** OMSCHRIJVING OPDRACHT **
Geef bij elke bewering hieronder aan of ze klopt met de tekst over vakantiedagen bij het einde van de arbeidsovereenkomst. Antwoord telkens met ja of nee en citeer de woorden uit de tekst die de doorslag geven.
(a) De wet bepaalt wat onder het laatstverdiende loon moet worden verstaan.
(b) Eén vakantiedag is één dag loon waard.
(c) De Hoge Raad heeft benoemd welke emolumenten onder het gehele overeengekomen loon vallen.
----- TEKSTBLOK
Vakantiedagen (einde arbeidsovereenkomst)

Datum laatste wijziging: 19 maart 2024  |  Trefwoorden: , , , , , , , ,

Inhoud

  1. Burgerlijk wetboek
  2. Loonbestanddelen
  3. Termijn
  4. Jurisprudentie
  5. Europees recht
  6. Verklaring oude rechten
  7. Faillissement
  8. Uitbetaling vakantiedagen na 104 weken ziekte
  9. Negatief verlofsaldo bij een tijdelijk contract
  10. Werkgever mag min-uren niet verrekenen met loon bij einde dienstverband

Burgerlijk wetboek

In de wet is geregeld dat de vergoeding voor niet genoten vakantiedagen gelijk moet zijn aan het bedrag van het laatstverdiende loon over de periode overeenkomstig de nog openstaande vakantie (artikel 7:641 BW). Anders gezegd: één vakantiedag is één dag loon waard. Wat onder het ‘laatstverdiende loon’ moet worden verstaan is niet in de wet geregeld. Volgens de Hoge Raad moet onder het laatstverdiende loon in de zin van artikel 7:641 BW worden verstaan: het gehele tussen werkgever en werknemer overeengekomen loon. Wat het gehele tussen werkgever en werknemer overeenkomen loon precies is en welke emolumenten daaronder vallen, is door de Hoge Raad niet benoemd.
----------
----- RUWE GEGEVENS
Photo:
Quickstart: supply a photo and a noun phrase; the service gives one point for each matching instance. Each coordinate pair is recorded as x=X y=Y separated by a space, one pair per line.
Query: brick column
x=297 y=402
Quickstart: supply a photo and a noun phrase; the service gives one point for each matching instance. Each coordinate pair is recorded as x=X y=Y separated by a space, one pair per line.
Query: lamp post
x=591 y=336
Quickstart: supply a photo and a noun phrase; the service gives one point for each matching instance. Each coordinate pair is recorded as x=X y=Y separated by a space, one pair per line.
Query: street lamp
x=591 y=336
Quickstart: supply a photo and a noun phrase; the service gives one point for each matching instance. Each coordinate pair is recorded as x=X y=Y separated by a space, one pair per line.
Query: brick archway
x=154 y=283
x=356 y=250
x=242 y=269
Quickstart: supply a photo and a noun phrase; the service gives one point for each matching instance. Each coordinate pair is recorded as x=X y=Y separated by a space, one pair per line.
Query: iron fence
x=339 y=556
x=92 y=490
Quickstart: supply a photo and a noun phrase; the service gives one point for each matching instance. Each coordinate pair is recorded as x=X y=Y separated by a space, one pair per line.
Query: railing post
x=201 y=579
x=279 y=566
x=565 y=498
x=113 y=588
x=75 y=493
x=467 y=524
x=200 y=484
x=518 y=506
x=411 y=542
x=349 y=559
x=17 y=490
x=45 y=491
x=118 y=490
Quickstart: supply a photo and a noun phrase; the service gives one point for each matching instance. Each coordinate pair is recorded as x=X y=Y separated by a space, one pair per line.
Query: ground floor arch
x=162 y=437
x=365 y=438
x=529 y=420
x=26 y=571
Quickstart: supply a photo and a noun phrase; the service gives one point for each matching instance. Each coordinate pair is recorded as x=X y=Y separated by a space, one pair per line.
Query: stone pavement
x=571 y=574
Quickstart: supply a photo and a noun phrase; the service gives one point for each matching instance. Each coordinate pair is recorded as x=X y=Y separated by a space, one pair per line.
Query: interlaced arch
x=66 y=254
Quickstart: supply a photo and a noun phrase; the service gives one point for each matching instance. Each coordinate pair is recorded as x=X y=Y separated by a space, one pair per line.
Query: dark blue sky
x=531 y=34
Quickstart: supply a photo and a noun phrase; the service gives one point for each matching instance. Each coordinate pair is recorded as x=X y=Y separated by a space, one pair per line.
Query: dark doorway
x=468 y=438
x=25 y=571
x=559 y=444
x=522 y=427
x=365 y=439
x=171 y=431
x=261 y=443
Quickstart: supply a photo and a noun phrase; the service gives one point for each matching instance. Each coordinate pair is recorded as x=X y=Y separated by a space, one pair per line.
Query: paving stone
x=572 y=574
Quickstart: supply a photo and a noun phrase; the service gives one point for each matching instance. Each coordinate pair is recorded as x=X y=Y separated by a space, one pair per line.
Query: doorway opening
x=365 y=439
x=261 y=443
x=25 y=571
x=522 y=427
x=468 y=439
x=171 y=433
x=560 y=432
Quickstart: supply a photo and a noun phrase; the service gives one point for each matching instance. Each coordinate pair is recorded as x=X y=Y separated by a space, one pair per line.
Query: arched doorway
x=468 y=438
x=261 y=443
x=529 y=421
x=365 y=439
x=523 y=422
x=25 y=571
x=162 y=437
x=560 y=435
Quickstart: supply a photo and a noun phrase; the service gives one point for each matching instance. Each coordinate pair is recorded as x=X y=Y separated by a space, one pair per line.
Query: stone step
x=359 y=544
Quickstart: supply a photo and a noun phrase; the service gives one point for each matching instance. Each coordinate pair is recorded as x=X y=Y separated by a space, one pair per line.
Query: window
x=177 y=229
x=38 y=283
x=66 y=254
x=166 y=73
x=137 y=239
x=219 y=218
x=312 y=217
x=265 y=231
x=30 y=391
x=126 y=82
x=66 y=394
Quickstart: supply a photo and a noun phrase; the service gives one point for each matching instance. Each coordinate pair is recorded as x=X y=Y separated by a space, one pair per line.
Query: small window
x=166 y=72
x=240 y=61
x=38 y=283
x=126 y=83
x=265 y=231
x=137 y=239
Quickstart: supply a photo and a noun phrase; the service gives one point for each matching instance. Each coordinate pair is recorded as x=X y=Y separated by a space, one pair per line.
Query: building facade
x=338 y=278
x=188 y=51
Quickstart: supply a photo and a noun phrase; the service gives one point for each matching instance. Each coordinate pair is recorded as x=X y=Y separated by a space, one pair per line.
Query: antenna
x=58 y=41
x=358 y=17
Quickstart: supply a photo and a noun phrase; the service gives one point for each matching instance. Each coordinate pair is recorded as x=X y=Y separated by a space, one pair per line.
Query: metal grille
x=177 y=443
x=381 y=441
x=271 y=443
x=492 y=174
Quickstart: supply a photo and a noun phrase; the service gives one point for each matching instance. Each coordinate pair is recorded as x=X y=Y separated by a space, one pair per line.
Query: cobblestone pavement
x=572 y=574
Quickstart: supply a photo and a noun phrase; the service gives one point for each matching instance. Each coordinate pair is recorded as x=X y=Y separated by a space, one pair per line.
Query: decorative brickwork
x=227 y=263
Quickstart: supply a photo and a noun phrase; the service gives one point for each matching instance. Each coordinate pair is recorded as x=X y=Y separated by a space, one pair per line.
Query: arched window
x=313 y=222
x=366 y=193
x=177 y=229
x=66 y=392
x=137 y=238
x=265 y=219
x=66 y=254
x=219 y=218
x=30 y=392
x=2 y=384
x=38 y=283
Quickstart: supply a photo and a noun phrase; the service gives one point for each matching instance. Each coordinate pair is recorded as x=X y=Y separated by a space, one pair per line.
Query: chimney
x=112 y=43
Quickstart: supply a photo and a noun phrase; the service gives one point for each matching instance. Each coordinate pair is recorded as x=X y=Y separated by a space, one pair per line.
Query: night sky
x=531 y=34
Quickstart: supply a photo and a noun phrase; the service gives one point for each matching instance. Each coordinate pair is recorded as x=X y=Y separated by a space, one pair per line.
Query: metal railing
----------
** UITKOMST OPDRACHT **
(a) Nee: "Wat onder het ‘laatstverdiende loon’ moet worden verstaan is niet in de wet geregeld."
(b) Ja: "Anders gezegd: één vakantiedag is één dag loon waard."
(c) Nee: "Wat het gehele tussen werkgever en werknemer overeenkomen loon precies is en welke emolumenten daaronder vallen, is door de Hoge Raad niet benoemd."